Entries from a pointing dataset ->
------------------------------------------------------------------------

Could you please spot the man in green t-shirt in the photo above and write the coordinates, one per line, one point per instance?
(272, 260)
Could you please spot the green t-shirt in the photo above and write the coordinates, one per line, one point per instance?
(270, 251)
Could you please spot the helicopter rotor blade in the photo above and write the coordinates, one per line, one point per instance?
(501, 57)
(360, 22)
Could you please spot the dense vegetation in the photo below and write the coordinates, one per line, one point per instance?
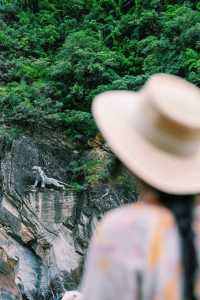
(56, 55)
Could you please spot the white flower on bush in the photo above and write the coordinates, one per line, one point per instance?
(72, 295)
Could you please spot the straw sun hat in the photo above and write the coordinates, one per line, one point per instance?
(155, 132)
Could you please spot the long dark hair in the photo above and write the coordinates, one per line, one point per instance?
(182, 209)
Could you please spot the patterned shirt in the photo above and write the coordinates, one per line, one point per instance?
(134, 255)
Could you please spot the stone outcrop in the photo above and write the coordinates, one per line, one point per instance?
(44, 233)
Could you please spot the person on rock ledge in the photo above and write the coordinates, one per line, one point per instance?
(150, 249)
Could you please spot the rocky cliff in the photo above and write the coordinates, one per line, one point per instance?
(46, 230)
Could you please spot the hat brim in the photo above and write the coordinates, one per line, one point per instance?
(114, 113)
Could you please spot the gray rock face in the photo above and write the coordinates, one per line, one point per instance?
(47, 230)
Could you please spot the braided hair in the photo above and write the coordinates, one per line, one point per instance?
(182, 209)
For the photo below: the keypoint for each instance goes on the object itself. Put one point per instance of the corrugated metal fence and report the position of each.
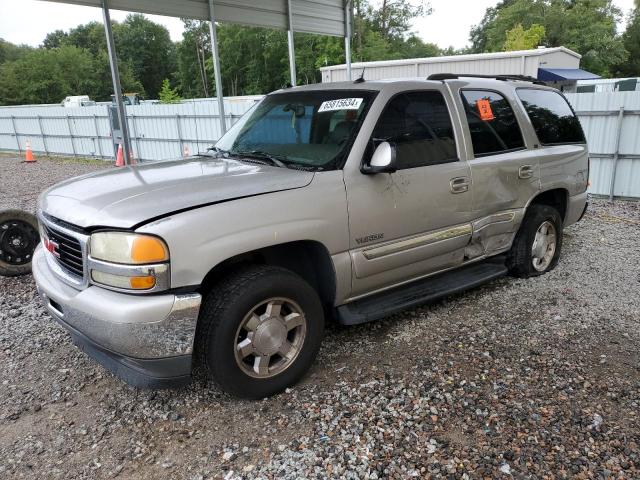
(157, 131)
(611, 122)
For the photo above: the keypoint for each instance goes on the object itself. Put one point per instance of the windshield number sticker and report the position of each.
(340, 104)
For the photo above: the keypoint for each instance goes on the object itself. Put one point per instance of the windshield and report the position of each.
(312, 129)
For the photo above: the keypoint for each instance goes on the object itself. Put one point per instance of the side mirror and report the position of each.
(383, 160)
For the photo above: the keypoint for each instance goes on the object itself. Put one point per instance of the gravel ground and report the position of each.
(536, 378)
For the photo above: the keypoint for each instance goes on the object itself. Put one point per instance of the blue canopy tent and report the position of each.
(565, 74)
(325, 17)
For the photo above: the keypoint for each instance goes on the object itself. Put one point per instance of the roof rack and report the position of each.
(504, 78)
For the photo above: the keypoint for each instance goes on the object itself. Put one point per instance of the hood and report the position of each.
(128, 196)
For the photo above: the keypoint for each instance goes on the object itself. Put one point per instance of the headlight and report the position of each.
(129, 248)
(129, 261)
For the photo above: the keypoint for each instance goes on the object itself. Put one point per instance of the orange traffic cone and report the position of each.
(28, 155)
(120, 157)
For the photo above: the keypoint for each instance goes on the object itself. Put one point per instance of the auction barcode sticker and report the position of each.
(340, 104)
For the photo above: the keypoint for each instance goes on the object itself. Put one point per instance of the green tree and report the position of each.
(55, 39)
(585, 26)
(47, 76)
(631, 41)
(520, 39)
(168, 94)
(10, 52)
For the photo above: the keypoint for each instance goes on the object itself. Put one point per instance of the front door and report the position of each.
(506, 174)
(415, 221)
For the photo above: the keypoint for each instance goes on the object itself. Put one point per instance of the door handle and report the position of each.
(525, 171)
(459, 184)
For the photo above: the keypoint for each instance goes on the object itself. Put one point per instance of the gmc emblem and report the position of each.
(52, 247)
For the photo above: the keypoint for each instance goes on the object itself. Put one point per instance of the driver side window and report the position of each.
(420, 126)
(492, 123)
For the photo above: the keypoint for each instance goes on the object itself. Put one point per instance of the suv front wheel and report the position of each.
(537, 245)
(260, 331)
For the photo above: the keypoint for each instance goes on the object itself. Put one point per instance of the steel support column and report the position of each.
(347, 36)
(216, 66)
(292, 52)
(117, 89)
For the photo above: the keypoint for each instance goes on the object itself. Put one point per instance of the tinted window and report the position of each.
(420, 125)
(551, 116)
(492, 123)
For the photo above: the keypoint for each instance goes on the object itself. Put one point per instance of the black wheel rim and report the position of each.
(18, 240)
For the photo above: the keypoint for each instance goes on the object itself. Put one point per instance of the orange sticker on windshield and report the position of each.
(484, 109)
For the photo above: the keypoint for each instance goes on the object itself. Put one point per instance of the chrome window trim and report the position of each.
(67, 277)
(422, 240)
(159, 270)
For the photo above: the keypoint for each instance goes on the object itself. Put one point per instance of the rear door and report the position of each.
(414, 221)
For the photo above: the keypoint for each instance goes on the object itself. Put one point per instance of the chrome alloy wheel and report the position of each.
(270, 337)
(544, 246)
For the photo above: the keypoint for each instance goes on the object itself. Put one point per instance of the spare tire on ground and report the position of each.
(18, 239)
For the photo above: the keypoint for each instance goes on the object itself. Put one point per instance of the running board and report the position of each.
(422, 291)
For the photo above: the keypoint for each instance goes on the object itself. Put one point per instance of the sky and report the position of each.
(28, 21)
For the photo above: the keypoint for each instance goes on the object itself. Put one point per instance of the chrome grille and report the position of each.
(66, 249)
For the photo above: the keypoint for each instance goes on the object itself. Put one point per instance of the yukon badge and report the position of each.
(369, 238)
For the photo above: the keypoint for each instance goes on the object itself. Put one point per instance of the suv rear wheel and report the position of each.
(537, 245)
(259, 331)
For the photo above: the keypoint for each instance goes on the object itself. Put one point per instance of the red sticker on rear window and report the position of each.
(484, 109)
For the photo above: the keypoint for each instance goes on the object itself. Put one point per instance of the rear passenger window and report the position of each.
(551, 117)
(420, 125)
(492, 123)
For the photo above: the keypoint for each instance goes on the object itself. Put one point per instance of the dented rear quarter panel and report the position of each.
(201, 238)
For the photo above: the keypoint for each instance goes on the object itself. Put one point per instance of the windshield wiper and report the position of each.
(259, 154)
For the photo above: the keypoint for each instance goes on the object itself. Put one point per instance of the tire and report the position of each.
(222, 340)
(528, 260)
(18, 239)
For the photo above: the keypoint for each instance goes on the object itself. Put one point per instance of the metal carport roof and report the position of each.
(328, 17)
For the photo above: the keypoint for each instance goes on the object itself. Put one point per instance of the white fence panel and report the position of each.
(158, 132)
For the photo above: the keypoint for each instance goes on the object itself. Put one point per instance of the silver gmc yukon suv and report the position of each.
(348, 201)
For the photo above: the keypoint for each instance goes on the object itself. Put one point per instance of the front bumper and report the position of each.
(146, 340)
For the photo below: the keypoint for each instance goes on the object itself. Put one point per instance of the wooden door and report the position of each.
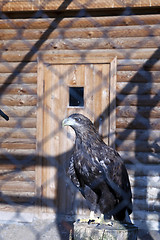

------------------------------------------------------------------------

What to work on -> Retype the data above word for word, beginning at the line that contains "roof and report the position of each." and continuing through the last line of the data. Leave the pictures out of your copy.

Worked solution ->
For the photo above: the keypoint for each instance goes on the object itself. Put one point per instance of the metal carport roof and report the position of each.
(328, 17)
For the photo above: the keypoint for each instance goes on the object itself. Put one point per instance of the white fence panel and report the position of each.
(158, 132)
For the photo above: the keypoint for each instance goes on the object itself. Put one point per instance of the silver gmc yukon suv and report the position of each.
(348, 201)
For the photo above: the keypoint for each instance goes on the object itself. Put one point per instance of the front bumper and report the position of each.
(146, 340)
For the photo below: the keypoint for each instance goes on the object itself. Put one point per instance of the wooden door and report the position of each.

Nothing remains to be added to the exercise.